— begin —

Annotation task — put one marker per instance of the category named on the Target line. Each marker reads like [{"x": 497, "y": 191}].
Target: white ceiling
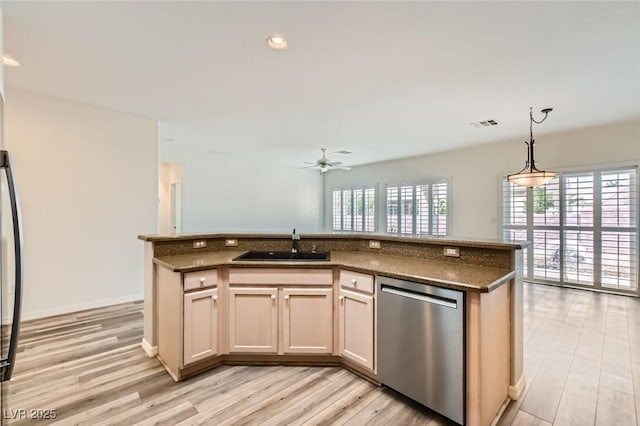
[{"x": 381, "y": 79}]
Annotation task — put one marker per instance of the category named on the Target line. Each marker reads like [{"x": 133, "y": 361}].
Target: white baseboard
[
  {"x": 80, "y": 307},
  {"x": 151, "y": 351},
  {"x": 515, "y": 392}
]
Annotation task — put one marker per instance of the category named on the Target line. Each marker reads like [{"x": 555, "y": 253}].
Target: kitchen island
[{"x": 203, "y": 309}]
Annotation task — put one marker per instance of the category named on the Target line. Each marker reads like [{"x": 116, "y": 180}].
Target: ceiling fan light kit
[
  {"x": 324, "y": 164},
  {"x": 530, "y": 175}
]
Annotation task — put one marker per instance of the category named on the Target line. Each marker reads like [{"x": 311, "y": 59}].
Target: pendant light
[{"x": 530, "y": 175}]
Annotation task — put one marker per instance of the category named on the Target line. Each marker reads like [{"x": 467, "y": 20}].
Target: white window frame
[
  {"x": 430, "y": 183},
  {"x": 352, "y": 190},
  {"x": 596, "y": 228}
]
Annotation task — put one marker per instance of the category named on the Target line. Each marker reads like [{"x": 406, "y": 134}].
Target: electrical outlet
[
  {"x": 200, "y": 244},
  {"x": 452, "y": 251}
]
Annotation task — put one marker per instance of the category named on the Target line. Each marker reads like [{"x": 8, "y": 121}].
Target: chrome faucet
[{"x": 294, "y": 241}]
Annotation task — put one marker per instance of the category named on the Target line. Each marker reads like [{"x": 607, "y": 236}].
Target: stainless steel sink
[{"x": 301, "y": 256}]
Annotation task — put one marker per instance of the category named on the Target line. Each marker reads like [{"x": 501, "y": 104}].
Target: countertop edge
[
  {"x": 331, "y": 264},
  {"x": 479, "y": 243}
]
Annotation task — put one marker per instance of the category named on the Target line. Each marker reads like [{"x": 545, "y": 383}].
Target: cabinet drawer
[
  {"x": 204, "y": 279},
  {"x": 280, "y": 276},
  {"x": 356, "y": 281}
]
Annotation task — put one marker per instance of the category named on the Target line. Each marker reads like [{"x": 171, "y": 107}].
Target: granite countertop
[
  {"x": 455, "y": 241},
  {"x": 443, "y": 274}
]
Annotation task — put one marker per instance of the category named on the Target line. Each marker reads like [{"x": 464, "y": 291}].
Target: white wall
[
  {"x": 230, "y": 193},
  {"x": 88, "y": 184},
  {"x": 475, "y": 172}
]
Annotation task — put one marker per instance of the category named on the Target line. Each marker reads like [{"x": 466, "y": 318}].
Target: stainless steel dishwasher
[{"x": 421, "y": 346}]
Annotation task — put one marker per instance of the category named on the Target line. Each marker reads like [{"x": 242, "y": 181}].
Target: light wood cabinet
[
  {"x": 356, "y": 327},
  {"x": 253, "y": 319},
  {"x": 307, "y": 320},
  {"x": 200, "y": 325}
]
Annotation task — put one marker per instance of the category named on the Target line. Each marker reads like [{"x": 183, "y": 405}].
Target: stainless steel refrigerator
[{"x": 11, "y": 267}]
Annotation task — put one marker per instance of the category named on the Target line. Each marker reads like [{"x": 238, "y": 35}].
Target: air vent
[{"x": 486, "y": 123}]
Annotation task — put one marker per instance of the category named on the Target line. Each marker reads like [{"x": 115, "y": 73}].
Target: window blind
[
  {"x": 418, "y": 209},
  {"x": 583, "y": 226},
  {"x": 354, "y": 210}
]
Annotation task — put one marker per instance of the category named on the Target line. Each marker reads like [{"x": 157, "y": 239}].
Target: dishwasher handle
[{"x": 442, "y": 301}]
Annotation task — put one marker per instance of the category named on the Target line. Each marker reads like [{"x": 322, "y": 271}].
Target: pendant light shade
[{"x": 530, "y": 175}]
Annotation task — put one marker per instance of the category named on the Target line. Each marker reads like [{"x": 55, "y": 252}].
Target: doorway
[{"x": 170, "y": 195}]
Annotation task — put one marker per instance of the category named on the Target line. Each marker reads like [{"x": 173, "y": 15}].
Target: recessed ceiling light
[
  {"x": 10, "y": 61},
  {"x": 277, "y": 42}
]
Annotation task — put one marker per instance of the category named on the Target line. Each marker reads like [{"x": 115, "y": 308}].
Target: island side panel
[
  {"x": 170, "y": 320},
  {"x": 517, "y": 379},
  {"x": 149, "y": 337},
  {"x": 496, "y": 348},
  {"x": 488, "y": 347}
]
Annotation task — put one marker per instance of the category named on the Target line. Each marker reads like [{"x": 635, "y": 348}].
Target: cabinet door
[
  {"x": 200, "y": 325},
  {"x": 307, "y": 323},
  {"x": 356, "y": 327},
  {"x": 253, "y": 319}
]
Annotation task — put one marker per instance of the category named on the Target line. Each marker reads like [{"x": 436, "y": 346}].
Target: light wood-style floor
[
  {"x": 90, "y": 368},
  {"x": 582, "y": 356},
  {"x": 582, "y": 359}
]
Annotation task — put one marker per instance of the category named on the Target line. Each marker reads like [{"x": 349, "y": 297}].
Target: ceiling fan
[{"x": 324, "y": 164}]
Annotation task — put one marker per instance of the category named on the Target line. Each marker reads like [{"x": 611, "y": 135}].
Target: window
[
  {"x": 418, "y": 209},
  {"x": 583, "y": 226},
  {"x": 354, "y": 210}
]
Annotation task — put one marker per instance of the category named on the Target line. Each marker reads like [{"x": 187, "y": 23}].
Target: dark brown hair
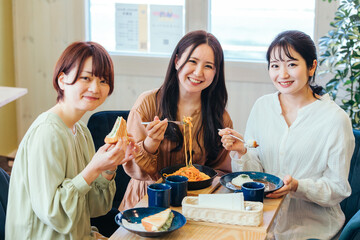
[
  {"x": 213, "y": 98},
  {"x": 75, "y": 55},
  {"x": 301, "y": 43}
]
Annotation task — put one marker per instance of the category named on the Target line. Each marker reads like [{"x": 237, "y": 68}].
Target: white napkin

— end —

Which lines in the records contain the string "light"? Pick out each of them and copy it in full, treating uppercase and lowercase letters as different.

Target: ceiling fan light kit
Target: pendant light
Target: light wood cabinet
Target: pendant light shade
Target: recessed ceiling light
Target: light wood-style floor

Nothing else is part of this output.